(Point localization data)
-*-
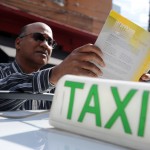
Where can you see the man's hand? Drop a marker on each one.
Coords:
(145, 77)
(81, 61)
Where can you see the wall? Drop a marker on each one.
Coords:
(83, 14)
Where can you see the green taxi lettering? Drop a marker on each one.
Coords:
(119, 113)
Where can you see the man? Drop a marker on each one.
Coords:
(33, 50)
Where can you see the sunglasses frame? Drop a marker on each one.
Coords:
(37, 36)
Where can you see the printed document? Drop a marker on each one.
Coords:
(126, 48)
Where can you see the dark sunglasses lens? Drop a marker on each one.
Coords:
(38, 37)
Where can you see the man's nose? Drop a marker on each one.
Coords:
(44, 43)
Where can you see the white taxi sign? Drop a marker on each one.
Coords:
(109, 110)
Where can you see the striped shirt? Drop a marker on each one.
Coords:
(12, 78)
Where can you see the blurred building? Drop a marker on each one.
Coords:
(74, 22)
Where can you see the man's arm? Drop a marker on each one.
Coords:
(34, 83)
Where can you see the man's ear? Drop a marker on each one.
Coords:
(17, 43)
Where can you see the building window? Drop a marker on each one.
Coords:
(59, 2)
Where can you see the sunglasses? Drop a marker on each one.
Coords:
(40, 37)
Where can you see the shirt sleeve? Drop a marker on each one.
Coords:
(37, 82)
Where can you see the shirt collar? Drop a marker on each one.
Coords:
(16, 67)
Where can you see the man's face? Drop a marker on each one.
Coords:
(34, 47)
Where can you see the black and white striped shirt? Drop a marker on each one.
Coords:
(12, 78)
-*-
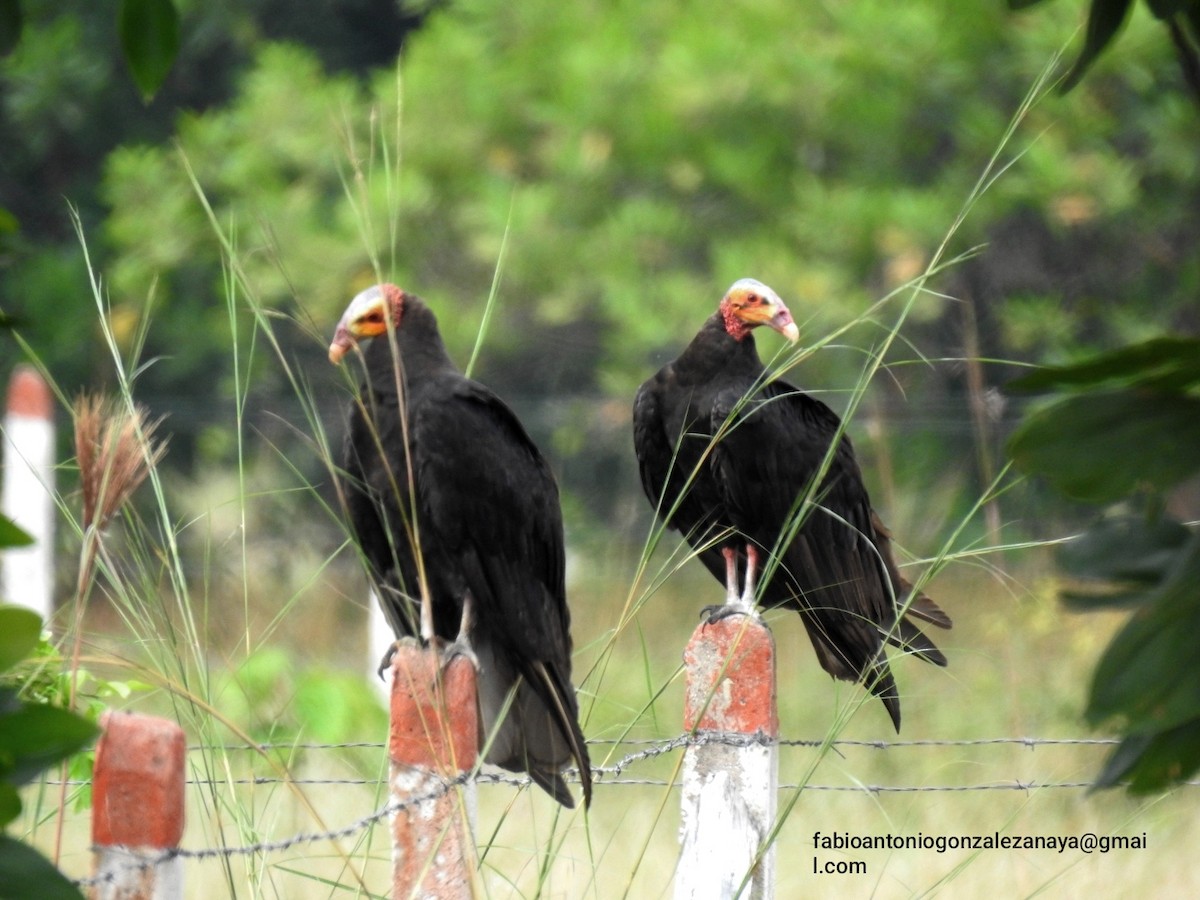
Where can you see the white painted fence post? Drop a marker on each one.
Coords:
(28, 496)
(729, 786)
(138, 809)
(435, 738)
-*-
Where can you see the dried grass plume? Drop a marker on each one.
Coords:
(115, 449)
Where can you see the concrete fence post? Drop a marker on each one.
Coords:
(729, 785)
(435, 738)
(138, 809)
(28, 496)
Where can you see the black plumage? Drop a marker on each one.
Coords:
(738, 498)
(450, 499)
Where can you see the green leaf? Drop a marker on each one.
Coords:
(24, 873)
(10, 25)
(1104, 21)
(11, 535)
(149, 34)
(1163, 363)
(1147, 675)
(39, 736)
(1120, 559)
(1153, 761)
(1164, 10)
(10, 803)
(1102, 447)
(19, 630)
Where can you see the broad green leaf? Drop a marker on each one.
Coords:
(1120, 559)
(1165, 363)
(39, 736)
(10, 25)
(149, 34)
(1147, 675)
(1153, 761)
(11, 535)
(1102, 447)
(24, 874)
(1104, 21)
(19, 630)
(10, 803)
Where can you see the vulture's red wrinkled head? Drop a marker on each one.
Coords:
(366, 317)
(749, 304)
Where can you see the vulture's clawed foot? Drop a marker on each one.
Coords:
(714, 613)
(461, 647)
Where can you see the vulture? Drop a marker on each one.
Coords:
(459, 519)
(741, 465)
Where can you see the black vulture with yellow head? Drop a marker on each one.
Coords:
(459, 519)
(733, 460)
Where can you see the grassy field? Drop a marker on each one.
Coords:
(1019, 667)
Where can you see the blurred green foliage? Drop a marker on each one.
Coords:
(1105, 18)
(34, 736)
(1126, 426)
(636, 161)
-*-
▶ [About this task]:
Copy out all lines above holding "building".

▶ [Task response]:
Where can you see the blurred building? Drop a marker on each one.
Where can you see the building window? Drop a marker on each one.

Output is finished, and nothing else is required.